JOB — Please reproduce every line of the material below word for word, leaving the pictures out of your answer.

(Data entries)
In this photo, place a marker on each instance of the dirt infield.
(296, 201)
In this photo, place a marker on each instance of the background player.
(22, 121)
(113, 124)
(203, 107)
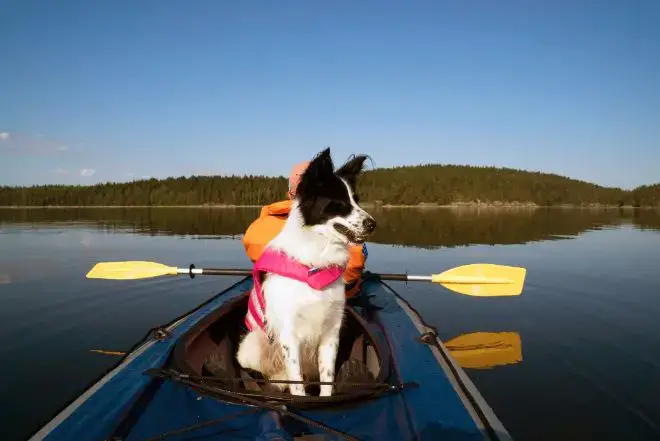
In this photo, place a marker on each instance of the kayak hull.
(127, 404)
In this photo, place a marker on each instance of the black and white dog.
(302, 322)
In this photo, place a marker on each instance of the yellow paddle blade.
(483, 280)
(130, 270)
(486, 350)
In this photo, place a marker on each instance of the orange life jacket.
(270, 223)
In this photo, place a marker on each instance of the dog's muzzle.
(368, 226)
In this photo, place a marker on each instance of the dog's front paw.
(297, 389)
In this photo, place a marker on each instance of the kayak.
(395, 381)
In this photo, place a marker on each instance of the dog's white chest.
(309, 312)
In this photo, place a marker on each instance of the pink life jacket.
(278, 262)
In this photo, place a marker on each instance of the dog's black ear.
(352, 169)
(319, 172)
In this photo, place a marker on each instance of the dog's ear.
(319, 172)
(352, 169)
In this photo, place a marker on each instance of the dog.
(299, 336)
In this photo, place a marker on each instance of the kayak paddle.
(478, 279)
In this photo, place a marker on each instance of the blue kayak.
(395, 381)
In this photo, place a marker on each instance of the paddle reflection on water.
(486, 350)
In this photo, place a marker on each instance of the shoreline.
(469, 205)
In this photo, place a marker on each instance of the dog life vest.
(278, 262)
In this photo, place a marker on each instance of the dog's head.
(328, 202)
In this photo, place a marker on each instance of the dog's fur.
(304, 323)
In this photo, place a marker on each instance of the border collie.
(300, 337)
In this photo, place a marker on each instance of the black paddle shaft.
(247, 272)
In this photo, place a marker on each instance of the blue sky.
(109, 90)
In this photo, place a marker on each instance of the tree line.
(402, 227)
(406, 185)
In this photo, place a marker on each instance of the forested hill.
(410, 185)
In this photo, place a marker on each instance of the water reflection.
(486, 350)
(426, 228)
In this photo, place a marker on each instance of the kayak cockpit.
(207, 351)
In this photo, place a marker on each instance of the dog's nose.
(369, 224)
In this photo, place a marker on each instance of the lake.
(588, 319)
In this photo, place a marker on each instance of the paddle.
(479, 279)
(476, 350)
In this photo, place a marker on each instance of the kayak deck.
(430, 397)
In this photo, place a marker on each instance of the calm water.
(588, 319)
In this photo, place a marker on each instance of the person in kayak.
(271, 221)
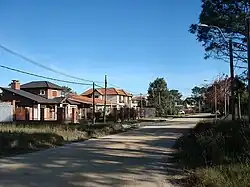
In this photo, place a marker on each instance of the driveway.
(135, 158)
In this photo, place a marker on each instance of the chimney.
(15, 85)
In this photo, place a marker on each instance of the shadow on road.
(131, 158)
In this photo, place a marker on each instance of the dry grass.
(68, 134)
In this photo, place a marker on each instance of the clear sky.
(132, 41)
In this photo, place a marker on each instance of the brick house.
(43, 100)
(117, 97)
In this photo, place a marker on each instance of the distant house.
(138, 100)
(117, 97)
(29, 105)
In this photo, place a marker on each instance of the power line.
(52, 70)
(43, 66)
(41, 76)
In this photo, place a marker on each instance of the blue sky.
(132, 41)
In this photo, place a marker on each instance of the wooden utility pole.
(93, 103)
(105, 99)
(239, 106)
(141, 105)
(232, 78)
(248, 57)
(215, 101)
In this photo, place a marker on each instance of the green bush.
(214, 143)
(20, 142)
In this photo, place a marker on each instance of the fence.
(6, 112)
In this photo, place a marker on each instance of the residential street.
(135, 158)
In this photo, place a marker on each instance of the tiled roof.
(110, 91)
(87, 100)
(41, 84)
(31, 96)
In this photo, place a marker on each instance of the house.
(43, 100)
(116, 97)
(27, 104)
(43, 88)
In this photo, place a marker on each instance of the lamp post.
(230, 46)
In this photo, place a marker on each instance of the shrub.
(221, 176)
(214, 143)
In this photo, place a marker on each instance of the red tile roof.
(87, 100)
(110, 91)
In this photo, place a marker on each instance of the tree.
(176, 95)
(230, 16)
(158, 96)
(174, 98)
(66, 90)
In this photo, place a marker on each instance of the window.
(42, 92)
(54, 93)
(121, 99)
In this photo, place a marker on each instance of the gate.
(6, 112)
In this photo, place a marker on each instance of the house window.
(121, 99)
(42, 92)
(54, 93)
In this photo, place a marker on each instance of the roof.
(31, 96)
(87, 100)
(139, 97)
(110, 91)
(41, 84)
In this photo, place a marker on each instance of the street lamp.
(230, 45)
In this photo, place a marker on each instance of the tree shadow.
(13, 143)
(136, 158)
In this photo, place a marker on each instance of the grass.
(235, 175)
(218, 153)
(22, 138)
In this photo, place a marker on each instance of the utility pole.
(141, 105)
(159, 99)
(215, 101)
(93, 103)
(105, 99)
(239, 106)
(225, 103)
(248, 57)
(232, 78)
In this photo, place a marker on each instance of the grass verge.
(218, 153)
(17, 139)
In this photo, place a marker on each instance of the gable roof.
(110, 91)
(31, 96)
(87, 100)
(41, 84)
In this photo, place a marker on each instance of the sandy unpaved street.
(135, 158)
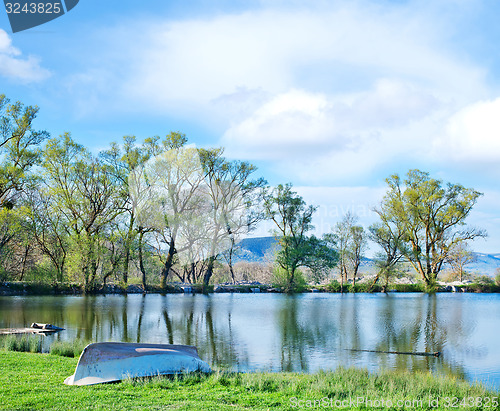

SOLUTION —
In this photo, place a marker on each instance of the dirt infield.
(296, 201)
In this photo, place a marker on each instance of the background player.
(22, 121)
(113, 124)
(203, 107)
In this photo, place a marker on each instance of the kayak hull.
(127, 404)
In this photo, place a marker on each instance of the black and white dog.
(302, 322)
In this photo, place a marker on each instance of the yellow paddle blade.
(483, 280)
(130, 270)
(486, 350)
In this photo, place a marker on each instance of the orange life jacket.
(270, 223)
In this photo, place a marker on each instance of the dog's muzzle.
(368, 226)
In this photo, place a marker on each instance of the dog's front paw.
(297, 389)
In this photo, place a marker on each instance of the kayak.
(395, 381)
In this photo, place a marker on each instance of the dog's white chest.
(309, 312)
In this photo, place a marker on each instance of the pink life jacket.
(278, 262)
In this photo, place a marker on each instance of the dog's black ear.
(352, 169)
(319, 172)
In this photo, place a marker on each instance of the dog's ear.
(319, 172)
(352, 169)
In this photo, place a marker on each instance of the dog.
(299, 336)
In this photo, place a marker on each instance of the kayak paddle.
(478, 279)
In this photo, place a marker on each instance of the blue kayak.
(395, 381)
In this photo, place a marker on each instance of the paddle reflection on water.
(486, 350)
In this photo, place a marker on each instance of the shoreline.
(469, 205)
In this photo, place a marker on each instance of the dog life vest.
(278, 262)
In this photo, place a marker on each instance of the dog's head.
(328, 202)
In this photo, place a marker on each instance of the dog's fur.
(304, 323)
In this photo, place a marker on each instance of the border collie.
(300, 337)
In this photo, place a marker on each instance of the black paddle shaft.
(247, 272)
In this photo, place a marker on each instance of the blue sky.
(109, 90)
In this photo, place a marker on each instance of the tree line.
(402, 227)
(406, 185)
In this photo, place a marker on each instance of the forested hill.
(410, 185)
In this photo, place a marker on each instance of the water reflection.
(486, 350)
(426, 228)
In this photo, place a marker on each instance of the kayak cockpit.
(207, 351)
In this photo, place a marker on each instance of the dog's nose.
(369, 224)
In this photo, place a marker on each instance of the lake.
(588, 319)
In this photo, place a marker on each instance of the paddle.
(479, 279)
(476, 350)
In this photo, place a marker on each instance of the kayak deck.
(430, 397)
In this photo, place a marker on each instance of the calm water.
(588, 319)
In this photo, place a marker on each instance of the person in kayak.
(271, 221)
In this photo, place a marker on each instance of the driveway.
(135, 158)
In this photo, place a marker on each instance of the chimney.
(15, 85)
In this photo, place a marker on each instance of the shadow on road.
(131, 158)
In this photo, place a marker on each instance of the dry grass.
(68, 134)
In this photo, place a marker on each instance of the clear sky.
(132, 41)
In this photo, place a marker on each instance of the brick house.
(43, 100)
(117, 97)
In this photo, place a marker on each instance of the distant house.
(138, 100)
(117, 97)
(29, 105)
In this photo, place a marker on each instance of the power line.
(52, 70)
(43, 66)
(41, 76)
In this photo, place a marker on each instance of the blue sky.
(132, 41)
In this photo, place a marker on each instance of the wooden utility pole.
(93, 103)
(105, 99)
(239, 106)
(141, 105)
(232, 78)
(248, 57)
(215, 101)
In this photo, place a marker on each instance of the green bush.
(214, 143)
(20, 142)
In this photo, place a marker on each instance of the fence.
(6, 112)
In this photo, place a marker on each instance of the residential street.
(135, 158)
In this photo, place a marker on each instance of the tiled roof.
(110, 91)
(87, 100)
(41, 84)
(31, 96)
In this photo, place a marker on each instance of the house.
(43, 100)
(116, 97)
(27, 104)
(43, 88)
In this photo, place a marker on each instance of the lamp post.
(230, 46)
In this photo, place a marker on each instance of the shrub.
(221, 176)
(214, 143)
In this photo, place a marker on each instance of the red tile roof.
(87, 100)
(110, 91)
In this photo, place a marker on each instance of the tree.
(176, 95)
(230, 16)
(158, 96)
(174, 98)
(66, 90)
In this photo, place a marker on each instance of the window.
(42, 92)
(54, 93)
(121, 99)
In this photo, place a marker on each instance of the gate.
(6, 112)
In this photo, place a marker on each instance of the house window.
(121, 99)
(42, 92)
(54, 93)
In this photo, place a marker on each instance of the roof.
(31, 96)
(87, 100)
(139, 97)
(110, 91)
(41, 84)
In this photo, place a marker on each instance of the street lamp.
(230, 45)
In this photo, place a marker on each instance of the tree shadow.
(13, 143)
(136, 158)
In this photo, place a marker on each instance of the grass.
(235, 175)
(218, 153)
(22, 138)
In this photo, place a marker on each instance of the utility pole.
(141, 105)
(159, 99)
(215, 101)
(93, 103)
(105, 99)
(239, 106)
(225, 103)
(248, 57)
(232, 78)
In this photo, place a marker on each instance of the grass verge.
(218, 153)
(17, 139)
In this photo, place a marker on each instance of the gable roof.
(110, 91)
(31, 96)
(87, 100)
(41, 84)
In this photo, place a marker on each instance of the sandy unpaved street.
(135, 158)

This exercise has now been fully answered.